* **Given request**
Identify the line in which "# point at: white baseboard" appears, then reproduce that line and all remaining lines of the records word for word.

_____

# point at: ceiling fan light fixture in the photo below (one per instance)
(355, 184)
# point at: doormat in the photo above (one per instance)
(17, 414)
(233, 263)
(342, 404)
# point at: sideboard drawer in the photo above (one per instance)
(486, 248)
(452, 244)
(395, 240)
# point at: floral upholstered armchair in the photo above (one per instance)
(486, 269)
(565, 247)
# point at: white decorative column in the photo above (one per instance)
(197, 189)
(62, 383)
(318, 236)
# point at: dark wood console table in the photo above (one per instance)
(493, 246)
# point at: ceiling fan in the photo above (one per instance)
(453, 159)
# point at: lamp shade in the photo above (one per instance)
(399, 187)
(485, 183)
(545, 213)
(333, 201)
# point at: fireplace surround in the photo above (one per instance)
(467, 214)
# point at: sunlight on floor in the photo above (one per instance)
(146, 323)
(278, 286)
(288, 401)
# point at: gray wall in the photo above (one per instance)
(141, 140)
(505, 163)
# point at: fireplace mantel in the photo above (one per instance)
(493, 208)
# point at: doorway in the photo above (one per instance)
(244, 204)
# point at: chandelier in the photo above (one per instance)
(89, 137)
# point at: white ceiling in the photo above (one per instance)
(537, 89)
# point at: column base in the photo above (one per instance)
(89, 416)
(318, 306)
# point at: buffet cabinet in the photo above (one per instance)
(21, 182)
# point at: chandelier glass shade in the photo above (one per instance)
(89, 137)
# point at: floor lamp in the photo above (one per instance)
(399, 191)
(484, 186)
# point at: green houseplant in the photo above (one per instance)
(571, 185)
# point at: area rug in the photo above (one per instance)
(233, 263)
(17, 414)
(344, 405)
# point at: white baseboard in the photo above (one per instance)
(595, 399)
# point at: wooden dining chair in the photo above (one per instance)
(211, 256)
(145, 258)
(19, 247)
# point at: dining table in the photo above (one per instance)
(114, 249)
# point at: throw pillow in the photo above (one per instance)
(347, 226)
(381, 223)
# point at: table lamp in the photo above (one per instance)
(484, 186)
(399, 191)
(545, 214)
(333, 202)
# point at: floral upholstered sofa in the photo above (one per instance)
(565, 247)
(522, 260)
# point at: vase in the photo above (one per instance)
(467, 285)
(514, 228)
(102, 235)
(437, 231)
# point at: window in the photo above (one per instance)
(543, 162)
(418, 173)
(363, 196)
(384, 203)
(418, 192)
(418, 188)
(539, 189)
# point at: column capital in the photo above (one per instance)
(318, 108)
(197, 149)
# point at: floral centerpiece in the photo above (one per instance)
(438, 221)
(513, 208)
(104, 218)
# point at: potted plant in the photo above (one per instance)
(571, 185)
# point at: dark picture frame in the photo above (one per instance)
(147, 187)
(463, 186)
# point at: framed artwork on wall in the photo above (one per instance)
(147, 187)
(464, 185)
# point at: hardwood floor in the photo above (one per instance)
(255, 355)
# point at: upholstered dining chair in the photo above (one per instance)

_____

* **The reply**
# point at: white baseboard in the photo above (one per instance)
(595, 399)
# point at: wooden dining chair in the photo above (one per instance)
(211, 256)
(145, 258)
(19, 247)
# point at: dining table in the photo above (one per instance)
(114, 249)
# point at: throw pillow in the photo above (one per instance)
(347, 226)
(381, 223)
# point at: table lamp in the photo above (one per instance)
(484, 186)
(399, 191)
(545, 214)
(333, 202)
# point at: floral upholstered sofa in the photo above (one per instance)
(565, 247)
(522, 260)
# point at: vase in the photo above (one per instance)
(467, 285)
(514, 228)
(102, 235)
(437, 231)
# point at: window in the photo above (one per instance)
(543, 162)
(418, 173)
(363, 196)
(384, 203)
(418, 192)
(418, 188)
(539, 189)
# point at: column capital in the photo above (one per instance)
(318, 108)
(197, 149)
# point at: floral centerpiece in the photo above (one per instance)
(438, 221)
(513, 208)
(104, 218)
# point at: potted plant in the photo above (one per instance)
(571, 185)
# point at: dark picture frame in the photo above (one per instance)
(147, 187)
(463, 186)
# point at: framed artwork on wall in the photo above (one per instance)
(147, 187)
(464, 185)
# point at: hardwood floor in the photo above (one per instance)
(255, 355)
# point at: upholstered dining chair in the photo above (one per instance)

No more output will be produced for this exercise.